═════ DATA LISTING ═════

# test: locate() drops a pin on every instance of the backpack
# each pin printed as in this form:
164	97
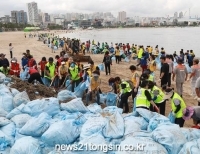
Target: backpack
130	83
107	61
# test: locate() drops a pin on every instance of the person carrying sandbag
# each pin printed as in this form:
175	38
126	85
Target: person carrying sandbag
94	87
178	105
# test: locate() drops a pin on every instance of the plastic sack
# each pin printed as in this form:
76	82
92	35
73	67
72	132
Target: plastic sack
141	145
80	89
170	136
21	98
48	105
127	59
26	145
114	126
101	67
103	97
171	118
66	95
9	130
4	121
14	91
92	126
6	101
111	99
3	113
133	124
192	147
94	108
190	133
15	111
20	120
68	85
63	132
36	126
75	105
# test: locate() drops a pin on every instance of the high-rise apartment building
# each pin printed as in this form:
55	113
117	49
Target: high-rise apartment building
122	16
32	13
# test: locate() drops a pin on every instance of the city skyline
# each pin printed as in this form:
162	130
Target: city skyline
153	8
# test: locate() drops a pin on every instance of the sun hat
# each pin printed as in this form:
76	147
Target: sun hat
188	112
168	93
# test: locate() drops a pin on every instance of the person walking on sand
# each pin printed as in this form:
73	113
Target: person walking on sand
11	49
181	74
107	62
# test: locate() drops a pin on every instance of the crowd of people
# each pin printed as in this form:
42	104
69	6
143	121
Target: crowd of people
144	90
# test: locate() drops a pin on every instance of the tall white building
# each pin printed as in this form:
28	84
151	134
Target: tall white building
32	13
122	16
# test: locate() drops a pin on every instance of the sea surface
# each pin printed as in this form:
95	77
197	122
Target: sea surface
171	39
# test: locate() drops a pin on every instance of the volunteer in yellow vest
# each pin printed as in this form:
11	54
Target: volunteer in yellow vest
94	87
157	96
135	79
74	75
152	65
49	72
4	69
125	92
178	105
62	72
143	98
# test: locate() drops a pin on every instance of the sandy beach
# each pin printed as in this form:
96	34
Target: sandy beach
38	50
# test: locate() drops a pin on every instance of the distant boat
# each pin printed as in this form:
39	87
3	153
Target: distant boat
90	28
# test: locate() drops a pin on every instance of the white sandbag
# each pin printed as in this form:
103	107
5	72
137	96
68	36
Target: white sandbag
6	101
134	124
112	109
4	121
15	111
95	108
92	126
114	126
36	126
63	132
192	147
75	105
26	145
170	136
158	120
21	98
140	145
190	133
103	97
65	95
14	91
9	130
3	113
48	105
111	99
20	120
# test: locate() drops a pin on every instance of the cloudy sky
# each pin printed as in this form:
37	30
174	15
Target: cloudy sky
147	8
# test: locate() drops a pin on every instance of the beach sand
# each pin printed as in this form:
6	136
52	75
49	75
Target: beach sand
38	50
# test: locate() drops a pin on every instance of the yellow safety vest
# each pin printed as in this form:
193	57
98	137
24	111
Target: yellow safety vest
74	73
51	70
126	89
179	114
160	95
141	99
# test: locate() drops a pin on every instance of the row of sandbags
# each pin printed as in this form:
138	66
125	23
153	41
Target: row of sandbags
37	126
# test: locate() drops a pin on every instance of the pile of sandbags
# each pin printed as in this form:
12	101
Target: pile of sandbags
40	126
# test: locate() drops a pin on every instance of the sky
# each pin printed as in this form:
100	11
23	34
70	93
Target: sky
144	8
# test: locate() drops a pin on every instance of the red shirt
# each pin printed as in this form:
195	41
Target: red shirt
32	71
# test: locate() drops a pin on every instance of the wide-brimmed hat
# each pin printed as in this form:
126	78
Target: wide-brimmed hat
188	112
168	93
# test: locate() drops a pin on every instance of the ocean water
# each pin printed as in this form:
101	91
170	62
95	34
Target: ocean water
171	39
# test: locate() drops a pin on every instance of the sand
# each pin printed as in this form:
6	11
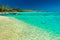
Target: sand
12	29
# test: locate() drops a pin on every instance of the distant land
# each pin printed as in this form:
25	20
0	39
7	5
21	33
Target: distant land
9	9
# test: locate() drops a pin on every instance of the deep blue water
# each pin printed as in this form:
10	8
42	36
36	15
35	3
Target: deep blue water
46	20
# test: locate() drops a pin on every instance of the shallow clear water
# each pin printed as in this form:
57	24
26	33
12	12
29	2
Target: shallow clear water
49	21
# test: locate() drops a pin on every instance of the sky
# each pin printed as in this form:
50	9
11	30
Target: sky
46	5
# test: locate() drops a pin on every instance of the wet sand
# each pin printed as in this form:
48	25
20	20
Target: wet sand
12	29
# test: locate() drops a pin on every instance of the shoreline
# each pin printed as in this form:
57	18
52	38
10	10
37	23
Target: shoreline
12	29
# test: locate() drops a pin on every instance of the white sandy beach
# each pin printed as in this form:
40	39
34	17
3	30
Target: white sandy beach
12	29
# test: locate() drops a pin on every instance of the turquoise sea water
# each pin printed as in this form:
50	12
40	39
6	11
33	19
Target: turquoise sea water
49	21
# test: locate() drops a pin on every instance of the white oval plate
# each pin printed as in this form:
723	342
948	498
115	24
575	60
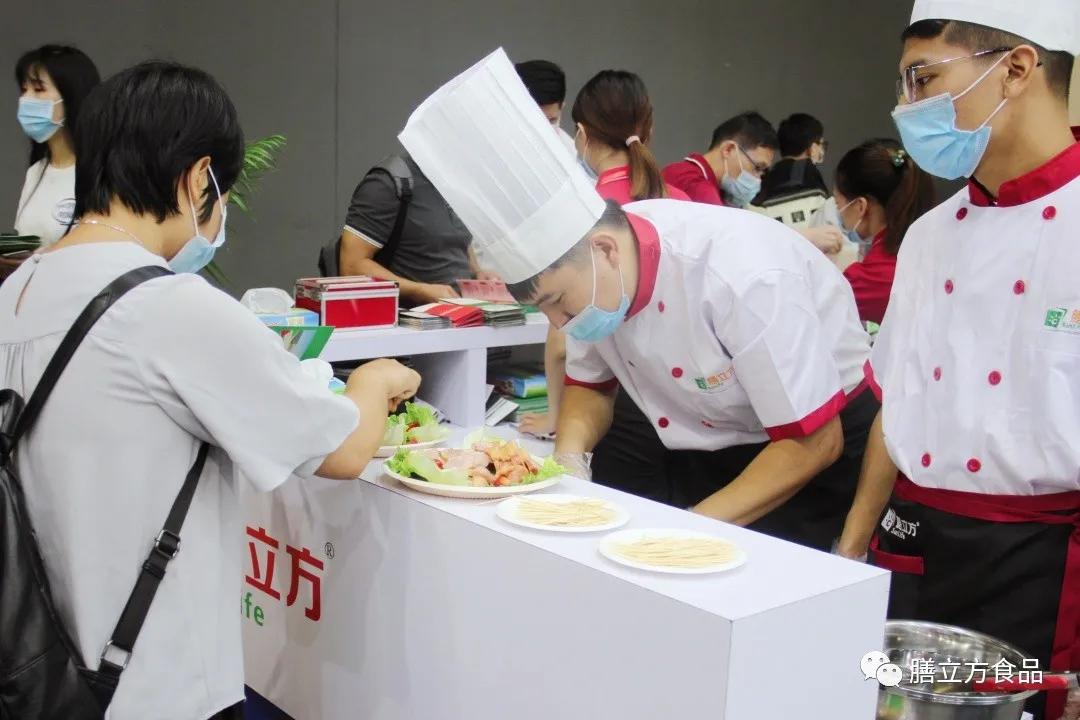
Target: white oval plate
391	450
634	534
468	490
508	511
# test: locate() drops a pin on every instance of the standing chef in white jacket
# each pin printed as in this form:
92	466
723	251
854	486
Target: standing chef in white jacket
750	351
979	358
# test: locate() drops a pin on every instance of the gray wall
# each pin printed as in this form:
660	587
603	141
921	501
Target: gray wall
340	77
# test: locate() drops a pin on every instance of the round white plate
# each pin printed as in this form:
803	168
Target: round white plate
632	535
508	511
391	450
468	490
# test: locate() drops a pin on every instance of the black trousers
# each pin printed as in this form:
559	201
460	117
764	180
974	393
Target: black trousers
1002	579
632	458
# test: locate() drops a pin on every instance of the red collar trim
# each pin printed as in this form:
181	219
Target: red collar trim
613	175
648	261
1038	184
706	170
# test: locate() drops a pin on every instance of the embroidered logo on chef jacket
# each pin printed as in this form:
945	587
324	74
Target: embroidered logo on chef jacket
64	211
715	383
899	527
1063	320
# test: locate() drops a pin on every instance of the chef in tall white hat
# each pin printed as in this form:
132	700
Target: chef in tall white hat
979	357
731	333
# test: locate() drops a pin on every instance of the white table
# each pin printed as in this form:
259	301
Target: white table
453	362
434	609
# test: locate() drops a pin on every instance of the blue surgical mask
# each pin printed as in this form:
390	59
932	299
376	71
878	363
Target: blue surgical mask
593	324
852	234
581	161
36	117
198	252
744	188
929	132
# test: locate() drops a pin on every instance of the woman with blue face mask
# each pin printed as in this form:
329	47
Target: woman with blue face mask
879	193
174	367
53	81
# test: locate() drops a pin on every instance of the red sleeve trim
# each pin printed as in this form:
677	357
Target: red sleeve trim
605	386
812	422
876	389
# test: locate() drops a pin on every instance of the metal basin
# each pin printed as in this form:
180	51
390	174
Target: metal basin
909	640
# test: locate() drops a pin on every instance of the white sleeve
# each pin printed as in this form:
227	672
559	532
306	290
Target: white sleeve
782	356
585	367
226	378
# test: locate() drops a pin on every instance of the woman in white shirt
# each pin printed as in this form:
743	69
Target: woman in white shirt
53	81
173	364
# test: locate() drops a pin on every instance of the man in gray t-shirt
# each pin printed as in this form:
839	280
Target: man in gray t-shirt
433	249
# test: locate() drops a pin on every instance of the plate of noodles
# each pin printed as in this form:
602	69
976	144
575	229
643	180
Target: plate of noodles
562	513
672	551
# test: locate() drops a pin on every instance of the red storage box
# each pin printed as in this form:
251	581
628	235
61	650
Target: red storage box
350	302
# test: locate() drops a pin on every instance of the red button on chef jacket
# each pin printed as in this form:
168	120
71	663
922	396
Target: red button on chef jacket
696	178
615	185
872	280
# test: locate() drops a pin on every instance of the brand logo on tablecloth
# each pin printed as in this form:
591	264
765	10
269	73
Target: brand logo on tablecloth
304	569
715	382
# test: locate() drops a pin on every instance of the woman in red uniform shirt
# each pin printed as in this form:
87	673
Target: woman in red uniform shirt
879	192
613	118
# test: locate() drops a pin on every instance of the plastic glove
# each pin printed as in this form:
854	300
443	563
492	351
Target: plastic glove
577	463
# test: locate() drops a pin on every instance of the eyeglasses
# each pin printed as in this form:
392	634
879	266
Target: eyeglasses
913	79
760	168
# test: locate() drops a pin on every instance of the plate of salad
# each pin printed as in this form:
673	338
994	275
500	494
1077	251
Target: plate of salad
484	467
414	430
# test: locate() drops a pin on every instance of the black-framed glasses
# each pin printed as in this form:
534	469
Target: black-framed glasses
914	78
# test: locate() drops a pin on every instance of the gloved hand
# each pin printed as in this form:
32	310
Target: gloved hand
577	463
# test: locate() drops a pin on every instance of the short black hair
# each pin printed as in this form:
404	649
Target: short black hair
750	130
143	128
979	38
797	133
613	218
544	80
73	73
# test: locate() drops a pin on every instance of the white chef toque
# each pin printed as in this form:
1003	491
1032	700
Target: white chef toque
487	148
1052	24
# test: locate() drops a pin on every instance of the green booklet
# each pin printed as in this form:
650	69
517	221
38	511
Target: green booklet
305	341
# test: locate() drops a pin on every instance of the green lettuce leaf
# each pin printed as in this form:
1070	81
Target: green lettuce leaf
548	470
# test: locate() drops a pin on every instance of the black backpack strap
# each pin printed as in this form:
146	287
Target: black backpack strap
90	315
118	651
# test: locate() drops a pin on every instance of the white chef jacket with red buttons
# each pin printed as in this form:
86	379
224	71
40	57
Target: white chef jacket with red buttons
740	330
977	361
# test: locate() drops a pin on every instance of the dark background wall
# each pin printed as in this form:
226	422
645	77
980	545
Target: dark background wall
339	78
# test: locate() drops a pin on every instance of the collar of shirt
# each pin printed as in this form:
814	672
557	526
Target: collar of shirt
1038	184
648	261
613	175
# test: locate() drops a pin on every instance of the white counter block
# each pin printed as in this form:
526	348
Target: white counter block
434	609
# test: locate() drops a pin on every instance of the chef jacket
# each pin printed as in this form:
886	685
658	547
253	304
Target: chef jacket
728	341
872	280
615	185
696	178
977	362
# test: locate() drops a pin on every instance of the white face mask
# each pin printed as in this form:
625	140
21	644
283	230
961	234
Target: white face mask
198	252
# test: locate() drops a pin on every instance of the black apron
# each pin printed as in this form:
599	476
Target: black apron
1006	566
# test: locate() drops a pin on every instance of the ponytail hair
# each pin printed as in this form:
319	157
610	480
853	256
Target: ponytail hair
882	171
615	109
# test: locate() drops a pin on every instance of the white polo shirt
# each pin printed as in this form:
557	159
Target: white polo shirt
172	364
740	330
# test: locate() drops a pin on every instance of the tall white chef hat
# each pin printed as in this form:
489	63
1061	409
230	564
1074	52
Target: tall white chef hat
487	148
1053	24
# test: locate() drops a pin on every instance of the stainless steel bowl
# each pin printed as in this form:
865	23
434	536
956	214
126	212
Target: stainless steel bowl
908	640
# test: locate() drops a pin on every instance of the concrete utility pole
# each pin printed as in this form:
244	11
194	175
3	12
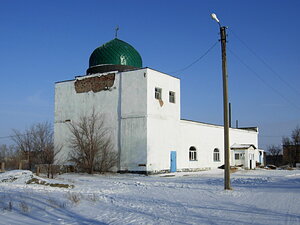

═════

*DIRECTIONS*.
In the entries above, find the line holding "the high-rise apartment building" and the line holding "the white sandbag"; print both of them and every line between, exactly, and nothing else.

*RESPONSE FOR THIS EXERCISE*.
# test: locate() drops a pin on every instance of the high-rise apartment building
# each pin printed as in this form:
55	113
117	49
Target: high-rise apartment building
122	16
32	13
# test: locate() drops a pin on every instance of the city skyline
# each pin printed as in this form:
162	130
Target: city skyline
153	8
# test: locate() drops a pin on every instance of the sun hat
# each pin printed as in this form:
76	147
Target: sun hat
188	112
168	93
# test: locate() drops a pin on every instance of the person walking on sand
# each pin printed as in this form:
73	113
Target: person walking on sand
11	49
181	74
107	62
# test: locate() drops a pin on every instance of the crowd of people
# each pin printed as in this form:
42	104
69	6
143	121
Target: crowd of people
144	90
# test: locate() drops a pin on every instance of the tall white building
# each pin printed as in this form:
28	84
151	134
Target: tall white building
32	13
122	16
# test: locate() drops a pin on every instance of the sea surface
# each pin printed as in this form:
95	77
197	122
Target: sea surface
171	39
# test: locate() drops a pin on every instance of the volunteer in yellow vest
# each pin printed as in this form:
11	54
Target: volunteer in yellow vest
94	87
157	96
135	79
74	75
152	65
49	72
4	69
125	92
178	105
62	72
143	98
# test: locate() drops a pin on every instance of the sandy beach
# each pin printed as in this form:
96	34
Target: sandy beach
38	50
# test: locate() drops a pin on every instance of the distant boat
# each pin printed as in this form:
39	87
3	153
Target: distant boat
90	28
# test: locate() drops a pin on every instance of the white sandbag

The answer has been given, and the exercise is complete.